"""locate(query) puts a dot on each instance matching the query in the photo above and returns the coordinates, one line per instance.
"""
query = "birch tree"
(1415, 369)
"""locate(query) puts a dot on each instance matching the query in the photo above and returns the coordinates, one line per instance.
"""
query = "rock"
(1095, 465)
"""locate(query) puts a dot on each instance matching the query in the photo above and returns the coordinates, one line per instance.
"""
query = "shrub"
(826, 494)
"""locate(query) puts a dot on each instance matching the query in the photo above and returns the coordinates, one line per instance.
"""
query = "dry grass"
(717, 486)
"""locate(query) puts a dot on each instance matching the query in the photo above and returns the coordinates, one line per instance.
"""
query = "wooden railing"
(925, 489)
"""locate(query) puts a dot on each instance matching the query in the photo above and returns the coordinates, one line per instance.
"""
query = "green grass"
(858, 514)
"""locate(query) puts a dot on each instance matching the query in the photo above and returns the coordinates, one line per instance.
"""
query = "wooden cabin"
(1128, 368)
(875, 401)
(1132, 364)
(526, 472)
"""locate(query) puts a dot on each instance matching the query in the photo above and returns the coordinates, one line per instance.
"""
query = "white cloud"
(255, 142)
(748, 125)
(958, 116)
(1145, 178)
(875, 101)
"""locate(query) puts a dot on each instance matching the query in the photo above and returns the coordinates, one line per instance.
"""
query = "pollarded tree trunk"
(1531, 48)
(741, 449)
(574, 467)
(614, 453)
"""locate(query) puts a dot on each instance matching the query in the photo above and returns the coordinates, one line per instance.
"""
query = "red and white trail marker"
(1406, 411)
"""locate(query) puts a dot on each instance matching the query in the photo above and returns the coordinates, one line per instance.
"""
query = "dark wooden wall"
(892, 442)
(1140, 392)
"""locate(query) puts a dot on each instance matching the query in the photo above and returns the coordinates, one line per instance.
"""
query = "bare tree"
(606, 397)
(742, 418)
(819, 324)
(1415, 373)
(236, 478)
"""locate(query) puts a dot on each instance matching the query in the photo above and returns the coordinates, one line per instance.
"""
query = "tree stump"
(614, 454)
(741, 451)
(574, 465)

#####

TO DO – Exactness is what counts here: write out every record again.

TASK RESULT –
"""locate(query) puts a dot on each instance matching the query in the photo above and returns the coordinates, one line per instance.
"""
query = "birch tree"
(1415, 369)
"""locate(query) puts a dot on each instance matching the query in the photo above and returns the coordinates, one line per instance.
"""
query = "rock"
(1095, 465)
"""locate(query) puts a dot on each instance matching the query in the photo above and returns the coordinates, one line per instance.
"""
query = "shrub"
(826, 494)
"""locate(query) puts a dot on each instance matching the query in the photo above and returns the coordinates, one line per instance.
"""
query = "dry grass"
(717, 486)
"""locate(query) puts a dot on each instance matching the query in the photo above and returns the coordinates, one line per instance.
"""
query = "wooden railing"
(925, 489)
"""locate(query) puts a dot on each instance matching the query in the photo above and returns the coordinates, one line per instance.
"""
query = "green grass"
(858, 514)
"""locate(query) puts a dot on each instance matching the query in the photo above and returns the coordinates, one line per instance.
"""
query = "wooden cabin"
(1128, 368)
(875, 401)
(1132, 364)
(526, 472)
"""locate(query) puts a dot on each instance matching the query in the photo above and returns the coordinates, one line per instance.
"""
query = "white cloud"
(255, 142)
(748, 125)
(958, 116)
(1145, 178)
(875, 101)
"""locate(query) puts a dot on each instance matching the query in the photo above and returns the coordinates, one line per instance.
"""
query = "pollarded tree trunk"
(1531, 48)
(741, 449)
(574, 467)
(614, 453)
"""locate(query) puts a dot on each instance matching the query in the photo above and returns the coordinates, one line per instance.
"""
query = "red and white trail marker"
(1406, 411)
"""locate(query) puts a dot on each instance matching the query in the photo above and returns the coordinates, one line per instance.
"""
query = "dark wooden wall"
(892, 442)
(1140, 392)
"""locate(query) puts a dot on each instance matching the query in the photo above and returns the coordinates, one line per instance.
"""
query = "bare tree"
(606, 397)
(742, 418)
(819, 324)
(1415, 373)
(236, 478)
"""locate(query) puts a dot on each instance matching the query in the photo above and returns the coordinates, one line per instance.
"""
query = "tree stump"
(614, 454)
(741, 451)
(574, 465)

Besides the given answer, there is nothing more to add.